» **必須タスク**
下にある映画『恋の門』の感想文のうち、「うーん、ダメ。原作のファンとしては認められない。」から「感情移入しようがないって点。」までの部分を一字一句変えずに出力してもらえますか？

『恋の門』感想。

そういえば、観てきたんだよ。
うーん、ダメ。原作のファンとしては認められない。
松尾カラーが強く出たことには、それで別にいいと思う。
原作を素材にして全然別物に作り変えちゃうというのは、
思い入れを排除する意味でとてもオトナなことだし。
最後で泣けなくても、後半のミュージカルシーンとかも
アリだと思うんだよ。
ただ脚本でこれはダメかなーと思うところが幾つかある。


一番大きいのが、人物が破綻しちゃってて
感情移入しようがないって点。
恋愛に打算が入る微妙な心理描写が原作のよさだったからね。
特に恋乃のキャラクターがもう全然ダメだった。
なんで佐良が一番まともなやつになってるんだ??っていう。


あと原作では門と恋乃がシンメトリーになっているのが
重要だったと思うんだよ。

» **行の一覧**
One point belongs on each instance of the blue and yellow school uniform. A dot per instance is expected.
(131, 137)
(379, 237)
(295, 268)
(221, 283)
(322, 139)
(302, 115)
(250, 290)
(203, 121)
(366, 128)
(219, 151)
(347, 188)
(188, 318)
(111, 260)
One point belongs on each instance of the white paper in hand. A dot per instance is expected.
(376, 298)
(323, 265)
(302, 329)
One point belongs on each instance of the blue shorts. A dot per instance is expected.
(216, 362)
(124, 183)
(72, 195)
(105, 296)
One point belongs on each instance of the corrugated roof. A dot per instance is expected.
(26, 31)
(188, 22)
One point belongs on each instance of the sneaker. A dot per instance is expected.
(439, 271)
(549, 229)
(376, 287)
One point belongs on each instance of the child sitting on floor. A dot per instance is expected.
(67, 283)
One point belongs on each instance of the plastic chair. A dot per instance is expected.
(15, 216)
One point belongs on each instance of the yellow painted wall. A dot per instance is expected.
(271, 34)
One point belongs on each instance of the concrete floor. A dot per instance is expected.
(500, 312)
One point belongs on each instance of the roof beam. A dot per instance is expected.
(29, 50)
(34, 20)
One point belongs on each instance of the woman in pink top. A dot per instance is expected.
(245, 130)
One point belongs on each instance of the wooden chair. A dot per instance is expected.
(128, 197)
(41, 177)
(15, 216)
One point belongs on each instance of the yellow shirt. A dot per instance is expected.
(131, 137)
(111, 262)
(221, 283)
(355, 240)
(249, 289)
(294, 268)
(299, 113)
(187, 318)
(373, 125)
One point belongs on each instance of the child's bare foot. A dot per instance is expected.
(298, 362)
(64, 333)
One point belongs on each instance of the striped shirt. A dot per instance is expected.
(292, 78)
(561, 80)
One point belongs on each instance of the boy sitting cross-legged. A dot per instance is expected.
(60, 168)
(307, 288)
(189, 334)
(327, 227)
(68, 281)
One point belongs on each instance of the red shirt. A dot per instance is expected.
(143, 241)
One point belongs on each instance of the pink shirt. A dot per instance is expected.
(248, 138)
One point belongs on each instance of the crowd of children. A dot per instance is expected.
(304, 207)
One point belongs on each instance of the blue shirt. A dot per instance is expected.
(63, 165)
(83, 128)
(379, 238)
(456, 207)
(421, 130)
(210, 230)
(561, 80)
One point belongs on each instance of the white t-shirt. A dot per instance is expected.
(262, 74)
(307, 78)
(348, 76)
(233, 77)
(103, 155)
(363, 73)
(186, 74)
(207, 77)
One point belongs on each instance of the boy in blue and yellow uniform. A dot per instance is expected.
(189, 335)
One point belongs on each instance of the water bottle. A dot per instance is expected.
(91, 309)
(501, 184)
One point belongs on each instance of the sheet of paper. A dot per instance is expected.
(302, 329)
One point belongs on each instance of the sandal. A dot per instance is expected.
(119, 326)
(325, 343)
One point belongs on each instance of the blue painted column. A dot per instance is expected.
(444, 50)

» **以下の出力**
うーん、ダメ。原作のファンとしては認められない。
松尾カラーが強く出たことには、それで別にいいと思う。
原作を素材にして全然別物に作り変えちゃうというのは、
思い入れを排除する意味でとてもオトナなことだし。
最後で泣けなくても、後半のミュージカルシーンとかも
アリだと思うんだよ。
ただ脚本でこれはダメかなーと思うところが幾つかある。


一番大きいのが、人物が破綻しちゃってて
感情移入しようがないって点。